**TASK DESCRIPTION:** Please transcribe exactly the lines from the first line of the records below through the line containing "find mansard roof", including both, and omit all pictures.

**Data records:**
• • • • • • •

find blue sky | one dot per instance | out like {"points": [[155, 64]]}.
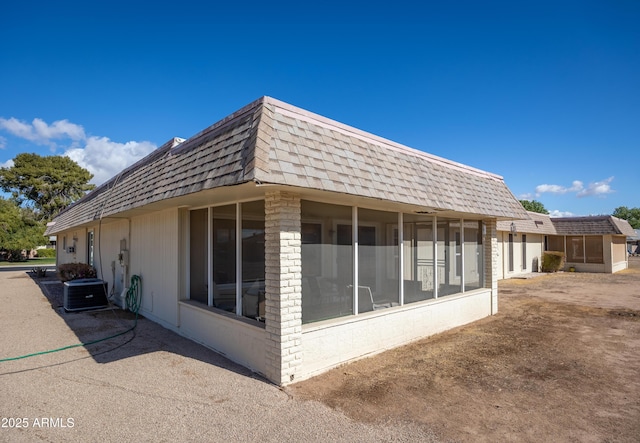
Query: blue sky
{"points": [[546, 94]]}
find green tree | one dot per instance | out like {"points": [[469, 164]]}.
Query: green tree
{"points": [[47, 184], [632, 215], [534, 206], [18, 229]]}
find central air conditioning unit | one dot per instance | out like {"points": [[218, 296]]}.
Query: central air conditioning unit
{"points": [[85, 293]]}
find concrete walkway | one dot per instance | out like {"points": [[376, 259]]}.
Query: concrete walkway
{"points": [[146, 385]]}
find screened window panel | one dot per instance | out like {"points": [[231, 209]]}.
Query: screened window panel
{"points": [[473, 256], [419, 271], [327, 261], [575, 249], [594, 249]]}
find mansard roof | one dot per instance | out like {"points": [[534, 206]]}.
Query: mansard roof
{"points": [[272, 142]]}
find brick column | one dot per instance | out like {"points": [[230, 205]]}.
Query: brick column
{"points": [[491, 262], [283, 275]]}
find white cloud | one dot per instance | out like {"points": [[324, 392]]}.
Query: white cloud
{"points": [[593, 189], [556, 213], [40, 132], [105, 158], [99, 155], [576, 186], [597, 188]]}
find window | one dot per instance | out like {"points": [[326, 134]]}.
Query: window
{"points": [[593, 249], [253, 264], [90, 248], [378, 260], [449, 257], [227, 265], [555, 243], [473, 256], [198, 256], [327, 261], [224, 254], [510, 252], [418, 271], [575, 249]]}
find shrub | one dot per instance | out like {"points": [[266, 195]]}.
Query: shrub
{"points": [[74, 271], [552, 261], [46, 253]]}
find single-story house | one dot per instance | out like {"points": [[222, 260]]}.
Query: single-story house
{"points": [[633, 242], [590, 244], [292, 243]]}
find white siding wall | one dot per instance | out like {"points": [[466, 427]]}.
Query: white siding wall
{"points": [[154, 256], [107, 247], [535, 249]]}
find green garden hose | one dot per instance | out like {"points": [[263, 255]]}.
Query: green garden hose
{"points": [[133, 300]]}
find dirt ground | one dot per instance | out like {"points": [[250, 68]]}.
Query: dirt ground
{"points": [[559, 362]]}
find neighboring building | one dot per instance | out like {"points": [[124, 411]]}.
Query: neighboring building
{"points": [[590, 244], [521, 244], [292, 243]]}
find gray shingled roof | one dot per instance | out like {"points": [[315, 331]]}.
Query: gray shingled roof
{"points": [[536, 224], [592, 225], [269, 141]]}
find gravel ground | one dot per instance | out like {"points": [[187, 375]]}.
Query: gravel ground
{"points": [[146, 385]]}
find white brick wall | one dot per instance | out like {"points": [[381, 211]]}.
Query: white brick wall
{"points": [[283, 263]]}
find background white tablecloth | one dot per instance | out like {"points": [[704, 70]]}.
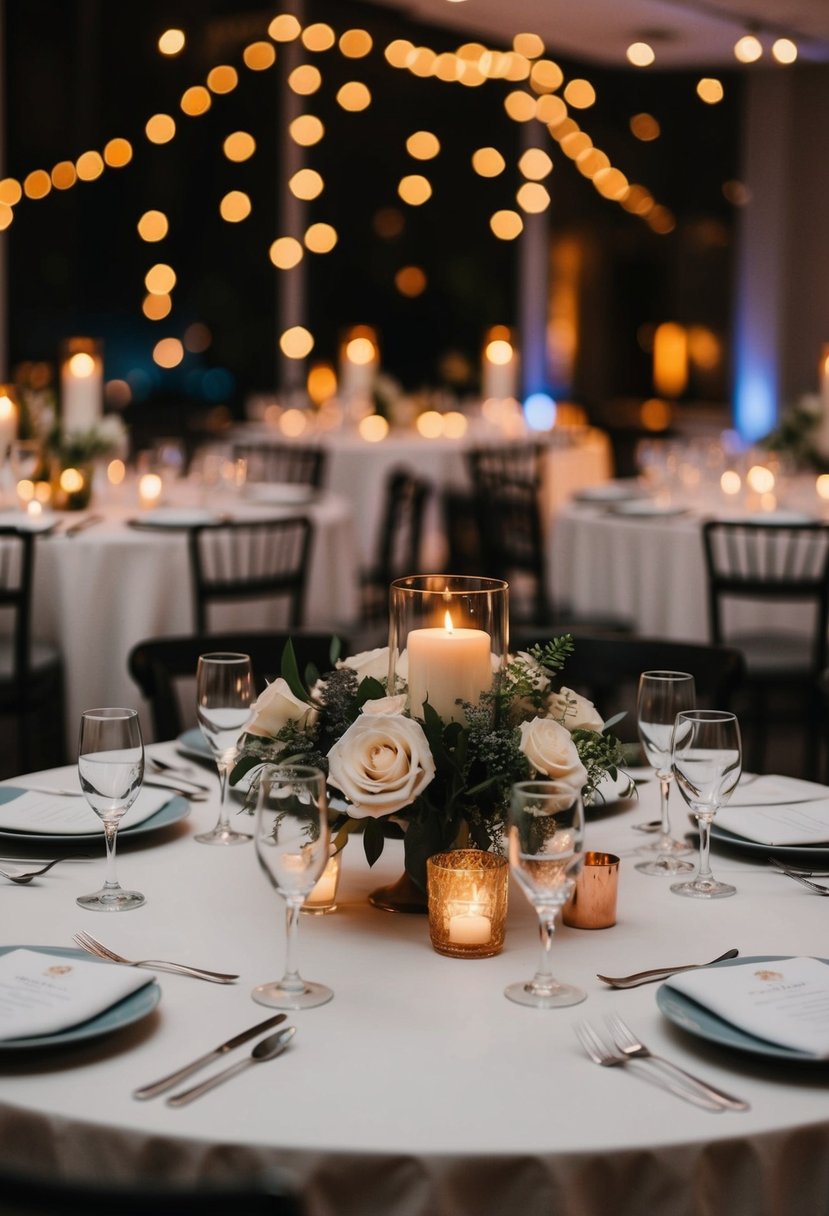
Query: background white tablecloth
{"points": [[419, 1090]]}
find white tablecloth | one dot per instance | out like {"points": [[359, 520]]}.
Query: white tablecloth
{"points": [[419, 1090], [100, 592]]}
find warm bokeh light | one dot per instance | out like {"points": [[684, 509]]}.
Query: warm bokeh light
{"points": [[535, 164], [506, 225], [196, 101], [297, 342], [223, 78], [285, 28], [305, 79], [415, 189], [157, 307], [306, 130], [354, 96], [355, 44], [118, 152], [748, 49], [259, 56], [646, 128], [286, 252], [235, 206], [641, 55], [159, 129], [159, 279], [488, 162], [305, 184], [410, 281], [63, 175], [321, 237], [168, 353], [317, 37], [580, 94], [171, 41], [373, 428], [423, 145], [238, 146], [153, 226], [710, 90]]}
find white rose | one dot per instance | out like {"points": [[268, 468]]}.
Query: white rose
{"points": [[551, 752], [276, 707], [574, 711], [382, 763]]}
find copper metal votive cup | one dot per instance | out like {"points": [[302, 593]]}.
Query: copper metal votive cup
{"points": [[593, 902]]}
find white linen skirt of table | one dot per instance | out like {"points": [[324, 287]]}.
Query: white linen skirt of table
{"points": [[419, 1090]]}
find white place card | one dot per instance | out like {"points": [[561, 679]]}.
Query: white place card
{"points": [[60, 815], [45, 994], [783, 1001], [804, 823]]}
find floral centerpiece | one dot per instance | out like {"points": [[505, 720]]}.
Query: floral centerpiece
{"points": [[446, 784]]}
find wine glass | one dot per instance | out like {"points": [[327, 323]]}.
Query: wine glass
{"points": [[111, 770], [708, 759], [660, 698], [292, 846], [224, 696], [546, 838]]}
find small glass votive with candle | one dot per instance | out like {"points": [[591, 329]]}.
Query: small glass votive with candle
{"points": [[468, 891], [454, 632]]}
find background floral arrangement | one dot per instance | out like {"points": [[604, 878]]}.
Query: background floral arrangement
{"points": [[446, 784]]}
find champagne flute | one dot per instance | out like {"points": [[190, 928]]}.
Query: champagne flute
{"points": [[708, 759], [292, 846], [660, 697], [111, 770], [546, 840], [224, 696]]}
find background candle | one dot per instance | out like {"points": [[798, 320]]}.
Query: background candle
{"points": [[446, 665]]}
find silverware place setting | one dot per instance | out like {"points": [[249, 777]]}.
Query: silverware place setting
{"points": [[92, 946]]}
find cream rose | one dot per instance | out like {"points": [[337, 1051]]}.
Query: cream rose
{"points": [[276, 707], [551, 752], [574, 711], [382, 763]]}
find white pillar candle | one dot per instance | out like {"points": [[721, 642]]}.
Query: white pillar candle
{"points": [[446, 665], [82, 389]]}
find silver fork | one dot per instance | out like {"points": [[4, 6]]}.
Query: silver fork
{"points": [[601, 1053], [96, 947], [633, 1048]]}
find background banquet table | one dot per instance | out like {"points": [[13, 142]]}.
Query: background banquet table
{"points": [[103, 590], [419, 1090], [359, 469]]}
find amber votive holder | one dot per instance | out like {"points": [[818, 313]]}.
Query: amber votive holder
{"points": [[467, 890], [593, 901]]}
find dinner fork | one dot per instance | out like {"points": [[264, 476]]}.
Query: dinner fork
{"points": [[626, 1042], [95, 947], [601, 1053]]}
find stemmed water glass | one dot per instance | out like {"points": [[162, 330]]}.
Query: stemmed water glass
{"points": [[708, 760], [661, 696], [111, 770], [224, 696], [546, 840], [292, 846]]}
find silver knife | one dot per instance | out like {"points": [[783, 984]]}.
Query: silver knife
{"points": [[167, 1082]]}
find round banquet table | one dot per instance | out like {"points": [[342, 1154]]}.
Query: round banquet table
{"points": [[419, 1090], [99, 592]]}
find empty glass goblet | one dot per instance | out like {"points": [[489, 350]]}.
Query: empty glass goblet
{"points": [[292, 846], [111, 770], [224, 696], [546, 840], [708, 760]]}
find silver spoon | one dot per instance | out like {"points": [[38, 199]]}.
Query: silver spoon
{"points": [[265, 1050], [659, 973]]}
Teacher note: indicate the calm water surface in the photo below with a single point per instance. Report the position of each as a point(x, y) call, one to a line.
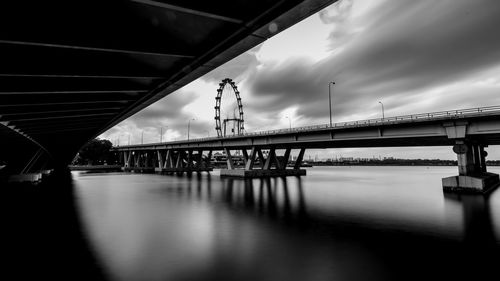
point(336, 223)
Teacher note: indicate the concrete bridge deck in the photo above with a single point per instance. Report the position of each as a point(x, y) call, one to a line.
point(469, 131)
point(426, 129)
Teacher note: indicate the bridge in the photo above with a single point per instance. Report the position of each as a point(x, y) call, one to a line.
point(468, 131)
point(72, 70)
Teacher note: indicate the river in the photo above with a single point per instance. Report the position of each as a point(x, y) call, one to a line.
point(336, 223)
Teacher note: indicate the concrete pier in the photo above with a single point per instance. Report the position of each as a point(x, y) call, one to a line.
point(472, 175)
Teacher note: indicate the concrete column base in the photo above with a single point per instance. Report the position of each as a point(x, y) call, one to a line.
point(241, 173)
point(478, 183)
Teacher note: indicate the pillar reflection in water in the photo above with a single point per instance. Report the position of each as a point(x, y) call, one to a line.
point(279, 197)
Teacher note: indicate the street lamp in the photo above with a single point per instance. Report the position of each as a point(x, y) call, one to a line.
point(330, 100)
point(383, 115)
point(189, 125)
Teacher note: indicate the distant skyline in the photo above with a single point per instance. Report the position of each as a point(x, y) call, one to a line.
point(414, 56)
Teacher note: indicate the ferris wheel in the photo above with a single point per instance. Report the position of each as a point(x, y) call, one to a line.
point(221, 126)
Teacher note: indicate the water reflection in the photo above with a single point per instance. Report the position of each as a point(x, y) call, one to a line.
point(272, 197)
point(477, 225)
point(203, 227)
point(43, 238)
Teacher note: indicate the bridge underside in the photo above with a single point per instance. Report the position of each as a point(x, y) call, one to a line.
point(71, 70)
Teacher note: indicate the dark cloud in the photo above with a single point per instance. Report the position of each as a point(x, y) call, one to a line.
point(409, 47)
point(235, 68)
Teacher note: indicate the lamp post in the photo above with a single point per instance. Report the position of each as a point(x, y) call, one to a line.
point(383, 114)
point(330, 99)
point(189, 125)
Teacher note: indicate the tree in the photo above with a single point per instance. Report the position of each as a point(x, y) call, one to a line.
point(96, 152)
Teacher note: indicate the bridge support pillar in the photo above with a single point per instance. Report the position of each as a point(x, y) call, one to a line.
point(472, 175)
point(270, 166)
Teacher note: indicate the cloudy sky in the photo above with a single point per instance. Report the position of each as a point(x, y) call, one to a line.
point(414, 56)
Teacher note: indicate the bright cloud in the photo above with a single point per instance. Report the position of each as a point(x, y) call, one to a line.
point(414, 56)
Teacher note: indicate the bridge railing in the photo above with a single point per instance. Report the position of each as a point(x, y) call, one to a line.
point(429, 116)
point(438, 115)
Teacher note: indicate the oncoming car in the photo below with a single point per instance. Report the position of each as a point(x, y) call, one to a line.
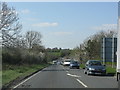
point(94, 67)
point(74, 64)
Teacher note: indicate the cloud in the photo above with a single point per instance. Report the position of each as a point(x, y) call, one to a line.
point(25, 11)
point(45, 24)
point(62, 33)
point(106, 27)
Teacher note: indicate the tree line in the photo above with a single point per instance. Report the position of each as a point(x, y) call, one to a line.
point(19, 49)
point(91, 47)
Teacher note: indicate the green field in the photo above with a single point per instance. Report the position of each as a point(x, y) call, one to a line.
point(14, 72)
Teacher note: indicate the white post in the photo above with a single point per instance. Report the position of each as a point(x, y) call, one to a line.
point(113, 52)
point(103, 51)
point(118, 46)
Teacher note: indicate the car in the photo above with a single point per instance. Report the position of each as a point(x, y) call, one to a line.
point(67, 62)
point(54, 62)
point(74, 64)
point(94, 67)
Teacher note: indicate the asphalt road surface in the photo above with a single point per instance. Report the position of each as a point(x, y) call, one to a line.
point(58, 76)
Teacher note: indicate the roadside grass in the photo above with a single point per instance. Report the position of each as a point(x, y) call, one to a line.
point(17, 71)
point(0, 79)
point(110, 70)
point(82, 66)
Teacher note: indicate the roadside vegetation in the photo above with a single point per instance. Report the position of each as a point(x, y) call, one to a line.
point(23, 54)
point(13, 72)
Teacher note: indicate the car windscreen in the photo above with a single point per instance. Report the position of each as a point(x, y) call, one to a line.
point(95, 63)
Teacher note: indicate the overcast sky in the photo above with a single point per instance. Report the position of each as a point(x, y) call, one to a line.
point(66, 24)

• • • • • • •

**YOUR SOLUTION:**
find blue sky | one dot per instance | out like {"points": [[155, 64]]}.
Query: blue sky
{"points": [[546, 94]]}
find green tree | one dot per instance | out like {"points": [[469, 164]]}.
Query: green tree
{"points": [[47, 184], [632, 215], [534, 206], [18, 229]]}
find central air conditioning unit | one dot per instance | out like {"points": [[218, 296]]}.
Query: central air conditioning unit
{"points": [[85, 293]]}
find concrete walkway | one dot per instance | out like {"points": [[376, 259]]}.
Query: concrete walkway
{"points": [[146, 385]]}
find screened window panel | one dot per instance | out like {"points": [[231, 209]]}.
Query: screened window panel
{"points": [[473, 256], [419, 271], [327, 261], [575, 249], [594, 249]]}
find mansard roof | one dot per instance | out like {"points": [[534, 206]]}.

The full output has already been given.